Zest may be contagious, like many other strengths of character. Zest is connected to group morale, and so some studies from a positive organizational perspective emphasize zest. Psychologists have discerned two ways of promoting zest in workers: physical fitness and health set the tone for zest, and zest can be sustained through hope and optimism. Depression is a well-documented enemy of zest, and it negatively affects productivity and physical health alike. The prevention or reduction of depression among workers might also increase their sense that their work is a calling.

Zest is linked to psychological well-being, which is also crucial in a work organization. Psychological well-being predicts better job performance, less absenteeism, and less employee turnover.

A 2009 study of 228 schoolteachers in Hong Kong indicated that zest was often associated with positive emotions and higher levels of life satisfaction. Cultivating zest in school teachers might help combat teacher burnout. Zest correlates with healthy working behaviors such as ambition, creativity, persistence, and leadership. This suggests that interventions that nurture zest may improve work environments, increase work satisfaction (as well as general life satisfaction), and decrease workplace burnout (the loss of productivity and enthusiasm for working).

Supplied material:
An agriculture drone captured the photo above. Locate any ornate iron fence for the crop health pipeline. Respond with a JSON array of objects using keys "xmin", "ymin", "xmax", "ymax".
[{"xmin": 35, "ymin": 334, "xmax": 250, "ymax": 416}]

What to work on:
**a)** Using the passage on zest, decide whether each statement below agrees with it. Answer yes or no for each, and quote the words that decide it.
(i) The study in Hong Kong involved 228 schoolteachers.
(ii) Psychological well-being predicts more employee turnover.
(iii) Depression is described as an enemy of zest.
**b)** Reproduce the passage on zest word for word, from "Zest is linked" to "less employee turnover.".

Response list:
**a)**
(i) Yes: "A 2009 study of 228 schoolteachers in Hong Kong"
(ii) No: "Psychological well-being predicts better job performance, less absenteeism, and less employee turnover."
(iii) Yes: "Depression is a well-documented enemy of zest"

**b)**
Zest is linked to psychological well-being, which is also crucial in a work organization. Psychological well-being predicts better job performance, less absenteeism, and less employee turnover.